■ **Brano da leggere**
La lezione di Gramsci

e il suicidio della sinistra

Le ragioni fondamentali di questo mutamento così radicale sono diverse: “la globalizzazione” che ha rivoluzionato l’economia, la finanza, le tecnologie e la geografia sociale, in secondo luogo la decadenza della Politica, dei Partiti, delle istituzioni e della stessa democrazia, ovvero di quel sistema politico-istituzionale che ha governato il mondo dopo la seconda guerra mondiale. Vi è poi una terza ragione particolarmente dolorosa per alcuni di noi, ovvero l’ evaporazione e la liquefazione della sinistra. Nel 1966 i democratici e la sinistra europea governavano l’intero mondo occidentale, furono anni decisivi e tutto era ancora possibile. In Italia la sinistra democratica con l’Ulivo riprendeva a respirare, nel mondo la globalizzazione e la rivoluzione tecnologica avevano appena preso il volo. La partita era ancora aperta, una partita che i democratici e la sinistra, vittime delle loro contorsioni burocratiche e contaminate in profondità dal pensiero liberal-liberista, neppure iniziarono a giocare. Si perse così una grande occasione e accadde quel che Gramsci annotava nei quaderni dal carcere: “il distacco della società civile da quella politica ponendosi  così un nuovo problema di egemonia”.

Si è creata una faglia, una rottura profonda fra popolo e sinistra e poi un corto circuito fra la demagogia qualunquista dei nuovi masanielli, dei tanti gattopardi di questi ultimi anni e una società civile culturalmente disarmata, economicamente povera e socialmente disperata. Ritrovare il filo di Arianna in questo mondo dominato dal qualunquismo nazionalista e dalla lotta dei penultimi contro gli ultimi non è, né sarà cosa semplice.

Due consigli vorrei dare ai tanti che continuano a pensare e a battersi per un altro mondo e un altro futuro, a quanti buttano il cuore oltre la siepe della destra salviniana.

Rivoluzione della Politica

In primo luogo, ribellarsi contro la decadenza e la degenerazione della Politica. È questa la premessa di qualsivoglia ragionamento. Mi è capitato di assistere ad una seduta del consiglio regionale del Lazio in occasione della discussione sulla legge di promozione dei Biodistretti, un progetto di legge molto ambizioso, una nuova idea di sviluppo, di ambiente e di partecipazione democratica. Raramente, forse mai, ho assistito a uno spettacolo politico-istituzionale così sconfortante: i banchi della Lega, della destra e di Forza Italia totalmente vuoti. I consiglieri dei Cinque Stelle con qualche rarissima eccezione impegnati a far saltare il banco, indifferenti alla sostanza della legge. Il gruppo consigliare del Partito democratico che con qualche consigliere aveva ben interpretato la spinta che era venuta dai Comuni del Biodistretto della via Amerina, condizionato dalle sue logiche intestine, non ha colto il valore generale, la sostanza politica della proposta in campo.

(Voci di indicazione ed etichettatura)

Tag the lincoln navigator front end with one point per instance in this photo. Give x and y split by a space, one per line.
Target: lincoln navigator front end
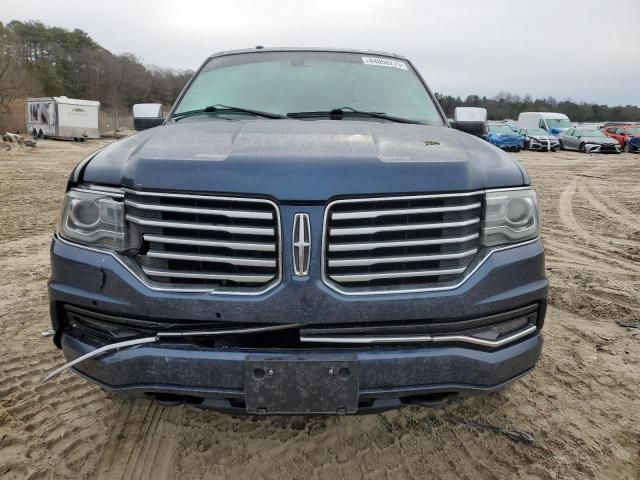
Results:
303 234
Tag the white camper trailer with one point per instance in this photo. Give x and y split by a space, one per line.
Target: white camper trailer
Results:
63 117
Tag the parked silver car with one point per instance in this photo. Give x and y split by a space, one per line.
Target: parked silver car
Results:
588 141
539 139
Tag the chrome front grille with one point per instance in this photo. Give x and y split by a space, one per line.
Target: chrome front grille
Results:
202 242
400 243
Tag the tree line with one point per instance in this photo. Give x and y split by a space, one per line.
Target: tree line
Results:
506 105
38 60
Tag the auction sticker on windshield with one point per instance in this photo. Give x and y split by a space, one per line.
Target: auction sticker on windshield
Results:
384 62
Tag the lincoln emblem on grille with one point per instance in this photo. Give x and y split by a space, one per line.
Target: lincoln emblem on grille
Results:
301 244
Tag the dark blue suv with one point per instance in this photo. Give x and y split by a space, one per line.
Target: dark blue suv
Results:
303 234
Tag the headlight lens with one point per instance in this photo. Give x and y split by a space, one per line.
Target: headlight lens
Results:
511 216
95 219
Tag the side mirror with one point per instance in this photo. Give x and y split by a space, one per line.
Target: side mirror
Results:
471 120
147 115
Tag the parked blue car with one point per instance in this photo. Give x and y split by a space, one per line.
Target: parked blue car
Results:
633 144
502 136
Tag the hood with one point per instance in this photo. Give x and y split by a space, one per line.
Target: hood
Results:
599 140
299 160
543 138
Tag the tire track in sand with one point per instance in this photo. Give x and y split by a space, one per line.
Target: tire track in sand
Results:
141 442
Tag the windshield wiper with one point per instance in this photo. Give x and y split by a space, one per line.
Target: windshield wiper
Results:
226 109
339 113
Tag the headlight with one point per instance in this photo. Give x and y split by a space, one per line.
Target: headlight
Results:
511 216
95 219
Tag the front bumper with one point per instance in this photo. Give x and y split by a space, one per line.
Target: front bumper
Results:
598 148
214 377
388 377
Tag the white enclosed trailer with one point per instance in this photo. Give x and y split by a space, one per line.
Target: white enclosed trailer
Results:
63 117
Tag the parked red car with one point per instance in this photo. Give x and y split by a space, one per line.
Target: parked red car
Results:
622 133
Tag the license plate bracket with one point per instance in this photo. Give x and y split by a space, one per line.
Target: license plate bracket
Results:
301 385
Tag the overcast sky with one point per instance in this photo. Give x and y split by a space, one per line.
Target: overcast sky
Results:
584 50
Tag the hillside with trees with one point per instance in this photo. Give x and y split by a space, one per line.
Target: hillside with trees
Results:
38 60
506 105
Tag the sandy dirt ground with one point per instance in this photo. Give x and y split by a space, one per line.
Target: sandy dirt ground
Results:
581 406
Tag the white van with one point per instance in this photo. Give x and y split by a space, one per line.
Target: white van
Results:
63 117
553 123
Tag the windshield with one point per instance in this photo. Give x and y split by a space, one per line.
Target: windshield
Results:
500 129
288 82
558 123
536 132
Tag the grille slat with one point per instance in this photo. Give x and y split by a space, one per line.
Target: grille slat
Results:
201 226
202 211
260 247
208 276
255 262
401 228
351 262
402 211
400 243
346 247
208 243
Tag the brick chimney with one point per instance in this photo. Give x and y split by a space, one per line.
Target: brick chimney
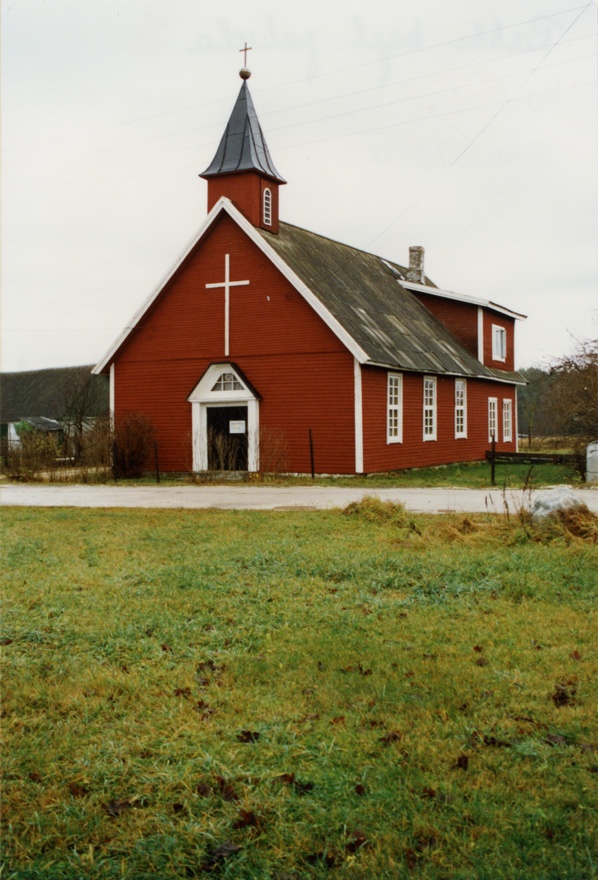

■ **Cosa fare**
Trascrivi di nuovo, dal brano su Gramsci e la sinistra, la parte che si apre con le parole contenenti "Si è creata" e si chiude con "sarà cosa semplice.", scambiando "faglia" con "frattura".

■ **Risposta esercizio**
Si è creata una frattura, una rottura profonda fra popolo e sinistra e poi un corto circuito fra la demagogia qualunquista dei nuovi masanielli, dei tanti gattopardi di questi ultimi anni e una società civile culturalmente disarmata, economicamente povera e socialmente disperata. Ritrovare il filo di Arianna in questo mondo dominato dal qualunquismo nazionalista e dalla lotta dei penultimi contro gli ultimi non è, né sarà cosa semplice.